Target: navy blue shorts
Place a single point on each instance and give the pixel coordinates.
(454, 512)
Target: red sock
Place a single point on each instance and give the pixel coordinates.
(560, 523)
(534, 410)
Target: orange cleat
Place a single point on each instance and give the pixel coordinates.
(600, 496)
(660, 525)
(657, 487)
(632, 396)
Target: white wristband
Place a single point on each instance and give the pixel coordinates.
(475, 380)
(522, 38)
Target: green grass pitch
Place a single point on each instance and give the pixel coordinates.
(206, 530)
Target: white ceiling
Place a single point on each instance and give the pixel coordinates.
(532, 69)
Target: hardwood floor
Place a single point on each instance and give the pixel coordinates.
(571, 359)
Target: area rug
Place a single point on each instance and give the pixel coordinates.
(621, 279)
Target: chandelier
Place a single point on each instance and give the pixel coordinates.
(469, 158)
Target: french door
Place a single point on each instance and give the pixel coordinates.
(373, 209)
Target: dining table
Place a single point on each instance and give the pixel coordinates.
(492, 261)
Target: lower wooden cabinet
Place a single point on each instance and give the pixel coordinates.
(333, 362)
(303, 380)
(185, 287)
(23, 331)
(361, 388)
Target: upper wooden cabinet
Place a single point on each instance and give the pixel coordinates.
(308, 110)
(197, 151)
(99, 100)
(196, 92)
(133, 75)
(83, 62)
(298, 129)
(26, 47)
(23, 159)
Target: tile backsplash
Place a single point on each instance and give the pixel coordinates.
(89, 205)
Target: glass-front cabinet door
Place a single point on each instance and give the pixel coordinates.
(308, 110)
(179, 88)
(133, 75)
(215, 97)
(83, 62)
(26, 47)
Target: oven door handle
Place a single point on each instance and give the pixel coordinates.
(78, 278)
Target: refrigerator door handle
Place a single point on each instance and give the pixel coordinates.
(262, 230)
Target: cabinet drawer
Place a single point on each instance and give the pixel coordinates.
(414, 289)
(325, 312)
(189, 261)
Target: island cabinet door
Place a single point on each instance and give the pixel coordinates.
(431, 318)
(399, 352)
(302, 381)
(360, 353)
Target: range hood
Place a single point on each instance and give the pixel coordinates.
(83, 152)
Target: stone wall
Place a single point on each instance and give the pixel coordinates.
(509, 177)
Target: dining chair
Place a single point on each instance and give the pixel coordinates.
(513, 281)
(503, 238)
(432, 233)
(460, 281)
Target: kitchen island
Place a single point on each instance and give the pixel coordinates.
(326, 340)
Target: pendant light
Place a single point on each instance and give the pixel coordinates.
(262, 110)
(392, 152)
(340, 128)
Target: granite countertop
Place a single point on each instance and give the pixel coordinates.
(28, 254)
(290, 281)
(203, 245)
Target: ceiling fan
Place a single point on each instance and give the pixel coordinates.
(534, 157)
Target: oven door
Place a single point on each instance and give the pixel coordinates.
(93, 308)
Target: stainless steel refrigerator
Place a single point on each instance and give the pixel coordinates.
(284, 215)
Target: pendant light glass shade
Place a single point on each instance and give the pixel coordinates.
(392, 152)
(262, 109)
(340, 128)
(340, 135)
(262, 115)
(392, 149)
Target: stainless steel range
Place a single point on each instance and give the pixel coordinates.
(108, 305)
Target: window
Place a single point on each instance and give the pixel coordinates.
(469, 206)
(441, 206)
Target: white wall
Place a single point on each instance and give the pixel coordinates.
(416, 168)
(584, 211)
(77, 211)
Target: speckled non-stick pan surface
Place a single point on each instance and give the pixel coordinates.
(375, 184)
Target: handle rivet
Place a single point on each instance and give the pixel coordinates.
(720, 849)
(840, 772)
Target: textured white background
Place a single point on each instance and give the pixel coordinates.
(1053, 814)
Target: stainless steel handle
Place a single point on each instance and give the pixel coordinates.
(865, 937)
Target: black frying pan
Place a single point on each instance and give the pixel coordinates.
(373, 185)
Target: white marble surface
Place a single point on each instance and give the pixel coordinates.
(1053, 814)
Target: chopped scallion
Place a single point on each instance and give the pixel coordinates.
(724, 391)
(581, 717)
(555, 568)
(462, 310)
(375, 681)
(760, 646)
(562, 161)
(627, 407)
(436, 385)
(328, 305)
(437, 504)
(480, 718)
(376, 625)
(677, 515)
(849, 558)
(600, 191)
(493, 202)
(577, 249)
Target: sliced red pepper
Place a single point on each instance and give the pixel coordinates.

◆ **Given request**
Repeat the material above verbatim, every line from first to last.

◆ **Written solution**
Target: navy blue shorts
Place a single point on each instance and give the pixel coordinates.
(454, 512)
Target: red sock
Place a single point on each instance and give the pixel coordinates.
(560, 523)
(534, 410)
Target: orange cleat
Place a single point on each instance and give the pixel coordinates.
(600, 496)
(660, 525)
(657, 487)
(632, 396)
Target: white wristband
Place a single point on each instance and give the pixel coordinates.
(475, 380)
(522, 38)
Target: green grass pitch
Place a single point on each instance and give the pixel coordinates.
(206, 530)
Target: white ceiling
Place a single point on each instance and give the pixel coordinates.
(532, 69)
Target: hardwood floor
Place a single point on each instance and give the pixel coordinates.
(571, 359)
Target: area rug
Place a single point on each instance and give the pixel coordinates.
(621, 279)
Target: chandelier
Place a single point on each instance and give the pixel coordinates.
(469, 158)
Target: french door
Place a single point on each instance and give the pixel coordinates.
(373, 209)
Target: dining table
Place a single point on each instance and give the pixel coordinates.
(492, 261)
Target: lower wooden cabinet
Place a single point on each instance and give the pixel coordinates.
(333, 362)
(303, 380)
(185, 287)
(23, 331)
(361, 388)
Target: upper wooden cabinet
Place a single point on each instance and give the pixel coordinates.
(308, 110)
(197, 151)
(99, 100)
(196, 92)
(133, 75)
(83, 62)
(298, 129)
(26, 47)
(23, 159)
Target: tile backsplash
Place a single point on each instance and give the pixel coordinates.
(89, 205)
Target: glass-front cabinet door
Place a single point on each instance and give the pixel coordinates.
(308, 110)
(179, 88)
(133, 75)
(215, 97)
(83, 62)
(26, 47)
Target: oven door handle
Place a single point on each instance and give the pixel coordinates.
(78, 278)
Target: refrigerator door handle
Place a single point on each instance and give the pixel coordinates.
(262, 230)
Target: cabinet drawer
Place a single point on each instance and give the pixel coordinates.
(414, 289)
(325, 312)
(189, 261)
Target: island cabinet door
Place a single point on each instance and give the pixel coordinates.
(431, 318)
(399, 352)
(302, 381)
(360, 353)
Target: range hood
Place a single point on each instance and give the pixel coordinates.
(83, 152)
Target: stone wall
Place a single point on each instance and give the pixel coordinates.
(509, 177)
Target: dining chair
Place a single point on each instance and give the pixel coordinates.
(513, 281)
(503, 238)
(432, 233)
(460, 281)
Target: kitchen island
Place a single point on each instance and give the pixel coordinates.
(326, 340)
Target: pendant light
Place a single point on each instance and give the pixel coordinates.
(262, 110)
(392, 152)
(340, 128)
Target: granite countertop
Place a single point on each instance and give the pixel coordinates.
(28, 254)
(290, 281)
(203, 245)
Target: ceiling fan
Place a single point on each instance and give the pixel coordinates.
(534, 157)
Target: oven door
Place a single point on each instance and give the pixel coordinates.
(93, 308)
Target: stainless steel refrigerator
Place a single point on each instance and give the pixel coordinates.
(284, 215)
Target: pendant light glass shade
Place a single point on each instance and give the pixel coordinates.
(392, 152)
(262, 109)
(340, 128)
(340, 135)
(262, 115)
(392, 149)
Target: stainless steel range
Place a single point on each instance and give the pixel coordinates.
(108, 305)
Target: window
Place a single point on each instance and give the pixel coordinates.
(469, 206)
(441, 206)
Target: white wall
Place a single point on each instance and give the pixel coordinates.
(416, 168)
(584, 211)
(77, 211)
Target: speckled non-stick pan surface
Place a single point on each instance and give the pixel coordinates.
(375, 184)
Target: handle rivet
Place a single point on each instance and give the pixel coordinates.
(720, 849)
(840, 772)
Target: textured white background
Place a single point on each instance and give the pixel coordinates.
(1053, 814)
Target: stainless steel handle
Place a single point on each instance and give the pixel coordinates.
(865, 937)
Target: black frying pan
Place a single point on each instance and give the pixel coordinates.
(373, 185)
Target: white marble surface
Place a single point on each instance and give the pixel coordinates.
(1053, 814)
Target: chopped scallion
Place a single point on each instance and give the pixel coordinates.
(724, 391)
(581, 717)
(555, 568)
(462, 310)
(375, 681)
(760, 646)
(562, 161)
(627, 407)
(436, 385)
(328, 305)
(437, 504)
(480, 718)
(376, 625)
(677, 515)
(849, 558)
(600, 191)
(493, 202)
(577, 249)
Target: sliced red pepper
Place a single point on each instance and give the pixel coordinates.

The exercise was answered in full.